TASKS
1) In the forum thread on 32 Special ammo, what bullet weight is given for the Remington box offered for sale?
2) Carry on the forum thread on 32 Special ammo from the point where it stops.

TEXT EXCERPT
# 32 SPECIAL AMMO



## FIRE526 (Nov 2, 2006)

Did they just quit making 32 Winchester special ammo? I have been looking for a long time and cant seem to find any


----------



## Tilden Hunter (Jun 14, 2018)

I don't think it was discontinued as such, just hard to find like everything else. Many of the low sales cartridges have probably had production put on the back burner.


----------



## Tactical Assist (Dec 27, 2019)

REMINGTON 32 WIN SPECIAL 170gr CORE-LOKT 20rd BOX


We have the REMINGTON 32 WIN SPECIAL ammo you are looking for, IN STOCK AND READY TO SHIP!



www.308ammo.com





Is this what your looking for? Very expensive 😳


----------



## FIRE526 (Nov 2, 2006)

WOW!! Yes that's what I am looking for but with shipping its over 5 bucks a shot. Stupid!!


----------



## Bucket-Back (Feb 8, 2004)

I should have kept my dies, bullets, and brass.


----------



## grapestomper (Jan 9, 2012)

STORED RECORDS
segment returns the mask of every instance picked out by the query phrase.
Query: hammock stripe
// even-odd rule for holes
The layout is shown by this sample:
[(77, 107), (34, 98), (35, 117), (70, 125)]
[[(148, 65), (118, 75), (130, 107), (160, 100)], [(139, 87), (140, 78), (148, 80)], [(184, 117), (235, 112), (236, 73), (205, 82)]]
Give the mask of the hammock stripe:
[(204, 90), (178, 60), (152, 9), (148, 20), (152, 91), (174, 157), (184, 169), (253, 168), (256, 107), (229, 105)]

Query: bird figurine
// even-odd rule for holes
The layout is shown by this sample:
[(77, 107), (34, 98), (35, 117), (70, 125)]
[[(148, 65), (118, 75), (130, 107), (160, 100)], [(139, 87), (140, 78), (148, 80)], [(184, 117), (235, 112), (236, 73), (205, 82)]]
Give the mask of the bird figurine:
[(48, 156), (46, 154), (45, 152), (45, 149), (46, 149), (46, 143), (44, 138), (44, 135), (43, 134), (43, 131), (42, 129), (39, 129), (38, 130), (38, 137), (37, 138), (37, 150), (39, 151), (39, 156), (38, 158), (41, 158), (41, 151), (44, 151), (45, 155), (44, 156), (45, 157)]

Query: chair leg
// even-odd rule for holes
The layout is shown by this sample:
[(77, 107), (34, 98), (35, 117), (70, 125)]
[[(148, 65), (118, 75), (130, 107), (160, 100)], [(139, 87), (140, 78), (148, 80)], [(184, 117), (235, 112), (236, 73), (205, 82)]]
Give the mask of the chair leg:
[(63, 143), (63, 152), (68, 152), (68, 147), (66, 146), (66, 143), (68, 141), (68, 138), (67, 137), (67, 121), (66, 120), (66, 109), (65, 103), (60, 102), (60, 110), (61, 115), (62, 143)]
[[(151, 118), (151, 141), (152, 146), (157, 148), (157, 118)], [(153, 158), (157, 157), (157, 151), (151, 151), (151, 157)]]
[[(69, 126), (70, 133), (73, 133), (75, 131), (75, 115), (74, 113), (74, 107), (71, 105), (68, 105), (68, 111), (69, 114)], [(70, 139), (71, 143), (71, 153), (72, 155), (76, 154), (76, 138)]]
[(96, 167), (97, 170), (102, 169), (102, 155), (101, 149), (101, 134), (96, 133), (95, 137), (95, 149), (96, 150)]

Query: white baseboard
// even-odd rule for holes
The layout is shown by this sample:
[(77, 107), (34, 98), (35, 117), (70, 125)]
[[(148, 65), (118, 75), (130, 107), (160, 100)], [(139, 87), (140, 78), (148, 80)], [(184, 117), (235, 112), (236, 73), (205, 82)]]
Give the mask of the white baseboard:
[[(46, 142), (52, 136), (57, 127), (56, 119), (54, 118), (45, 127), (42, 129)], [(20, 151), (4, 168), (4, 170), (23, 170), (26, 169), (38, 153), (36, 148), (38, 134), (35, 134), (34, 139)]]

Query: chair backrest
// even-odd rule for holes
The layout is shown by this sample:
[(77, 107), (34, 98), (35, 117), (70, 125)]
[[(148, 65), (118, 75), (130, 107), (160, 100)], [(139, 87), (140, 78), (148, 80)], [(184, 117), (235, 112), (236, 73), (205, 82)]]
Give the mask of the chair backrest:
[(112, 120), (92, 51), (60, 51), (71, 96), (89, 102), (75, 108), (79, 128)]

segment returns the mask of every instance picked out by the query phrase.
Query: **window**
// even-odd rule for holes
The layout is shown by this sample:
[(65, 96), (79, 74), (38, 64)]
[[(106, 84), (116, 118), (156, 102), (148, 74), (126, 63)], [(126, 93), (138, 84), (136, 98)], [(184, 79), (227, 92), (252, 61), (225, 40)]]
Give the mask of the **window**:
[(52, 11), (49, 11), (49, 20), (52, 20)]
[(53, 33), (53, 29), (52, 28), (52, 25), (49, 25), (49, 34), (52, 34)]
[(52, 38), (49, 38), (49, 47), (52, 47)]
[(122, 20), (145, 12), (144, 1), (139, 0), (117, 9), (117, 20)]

THE RESPONSES
1) 170 grains.

2)
I have a box with about 12 shells left in it. 
Also still have the gun. Need to break it out again one of these days.


----------



## Quack Addict (Aug 10, 2006)

Bucket-Back said:


> I should have kept my dies, bullets, and brass.


32 Special brass can easily be made from 30-30 Winchester brass.


----------



## cotote wacker (Jun 12, 2012)

It a problem owning a caliber that is not popular....ammo makers do runs on some caliber every couple years or longer and create a shortage....only answer is load your own or stock up when they make a run......


----------



## Nitro225Optimax (Feb 13, 2011)

cotote wacker said:


> It a problem owning a caliber that is not popular....ammo makers do runs on some caliber every couple years or longer and create a shortage....only answer is load your own or stock up when they make a run......


This. Any other year, 32sp sits on the shelf for months or even years. They might do a run every other year or so based on demand. With everything gone, more popular, and profitable, calibers are produced. I highly suggest everyone start looking for hunting ammo now, not November 14th. 


Sent from my iPhone using Michigan Sportsman


----------



## Nitro225Optimax (Feb 13, 2011)

Best you’re going to do for now…











Sent from my iPhone using Michigan Sportsman


----------



## 22 Chuck (Feb 2, 2006)

Sounds like my 25/20..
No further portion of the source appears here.